In knapp 10 Tagen, am 16. Februar, trifft sich die Bund-Länder-Runde zu Corona. Sie sagen, dort müsse man sich mit Öffnungsperspektiven beschäftigen, und zwar sehr konkret….

Lindner: … das sagt die Ministerpräsidentenkonferenz (MPK) selbst. Sie hat einen Beschluss gefasst, dass eine Öffnungsperspektive erarbeitet werden soll. Zum Beispiel der Veranstaltungs- und Kulturbereich, die Clubszene oder Sportveranstaltungen benötigen einen zeitlichen Vorlauf. Auch 2G im Handel kann aus meiner Sicht entfallen, da die praktischen Erfahrungen im Vergleich der Länder gezeigt haben, dass davon kein zusätzlicher Schutz ausgeht.

Olaf Scholz kann man anders verstehen, wenn er sagt, wir müssten erst den Peak abwarten, erst dann könne man sich über Öffnungen unterhalten.

Lindner: Er hat Recht, dass wir zum jetzigen Zeitpunkt prinzipiell weiter umsichtig sein müssen. Über einzelne Vorgaben wie 2G im Handel, einen Stufenplan zur Öffnung und vor allem die Perspektive nach dem 19. März muss aber gesprochen werden. Im März muss ja neu über die gesetzlichen Grundlagen für alle Corona-Maßnahmen entschieden werden.

▶ **Bereitgestellte Daten**:
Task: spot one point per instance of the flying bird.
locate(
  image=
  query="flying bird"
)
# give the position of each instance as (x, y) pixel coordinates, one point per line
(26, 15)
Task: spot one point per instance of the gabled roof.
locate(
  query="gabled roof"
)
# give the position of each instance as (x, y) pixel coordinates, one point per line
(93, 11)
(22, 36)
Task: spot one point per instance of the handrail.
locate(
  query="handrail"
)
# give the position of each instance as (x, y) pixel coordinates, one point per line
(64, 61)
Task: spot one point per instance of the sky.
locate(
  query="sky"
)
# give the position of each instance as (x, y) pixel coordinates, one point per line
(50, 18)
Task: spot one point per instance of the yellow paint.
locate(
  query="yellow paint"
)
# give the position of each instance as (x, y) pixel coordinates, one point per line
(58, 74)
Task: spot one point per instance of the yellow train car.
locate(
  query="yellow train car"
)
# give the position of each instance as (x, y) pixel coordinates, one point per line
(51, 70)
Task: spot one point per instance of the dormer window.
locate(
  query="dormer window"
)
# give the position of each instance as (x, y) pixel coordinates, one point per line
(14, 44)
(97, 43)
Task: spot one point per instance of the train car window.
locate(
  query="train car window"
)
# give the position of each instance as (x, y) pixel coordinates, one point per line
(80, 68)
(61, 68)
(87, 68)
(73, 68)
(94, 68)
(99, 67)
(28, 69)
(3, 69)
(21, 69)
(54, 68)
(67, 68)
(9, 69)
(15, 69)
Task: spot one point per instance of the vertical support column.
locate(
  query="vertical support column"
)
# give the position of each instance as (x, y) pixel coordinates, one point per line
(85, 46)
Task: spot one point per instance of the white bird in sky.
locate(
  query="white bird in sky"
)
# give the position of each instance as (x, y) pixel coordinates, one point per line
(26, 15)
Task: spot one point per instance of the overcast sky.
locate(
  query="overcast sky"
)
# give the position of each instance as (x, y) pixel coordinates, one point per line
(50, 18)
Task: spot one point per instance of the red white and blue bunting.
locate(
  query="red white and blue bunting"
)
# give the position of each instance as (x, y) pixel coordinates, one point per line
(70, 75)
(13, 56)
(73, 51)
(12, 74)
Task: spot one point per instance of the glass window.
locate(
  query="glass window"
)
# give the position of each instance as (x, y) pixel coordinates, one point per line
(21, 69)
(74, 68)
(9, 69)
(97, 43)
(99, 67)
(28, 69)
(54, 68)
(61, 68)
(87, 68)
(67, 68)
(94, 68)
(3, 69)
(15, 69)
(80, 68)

▶ **Arbeitsauftrag**: Geben Sie den Abschnitt des Interviews wortgetreu wieder, der mit „In knapp 10“ beginnt und mit „über Öffnungen unterhalten.“ endet. Für die Bearbeitung ist ausschließlich das Interview heranzuziehen.

▶ **Ergebnis**:
In knapp 10 Tagen, am 16. Februar, trifft sich die Bund-Länder-Runde zu Corona. Sie sagen, dort müsse man sich mit Öffnungsperspektiven beschäftigen, und zwar sehr konkret….

Lindner: … das sagt die Ministerpräsidentenkonferenz (MPK) selbst. Sie hat einen Beschluss gefasst, dass eine Öffnungsperspektive erarbeitet werden soll. Zum Beispiel der Veranstaltungs- und Kulturbereich, die Clubszene oder Sportveranstaltungen benötigen einen zeitlichen Vorlauf. Auch 2G im Handel kann aus meiner Sicht entfallen, da die praktischen Erfahrungen im Vergleich der Länder gezeigt haben, dass davon kein zusätzlicher Schutz ausgeht.

Olaf Scholz kann man anders verstehen, wenn er sagt, wir müssten erst den Peak abwarten, erst dann könne man sich über Öffnungen unterhalten.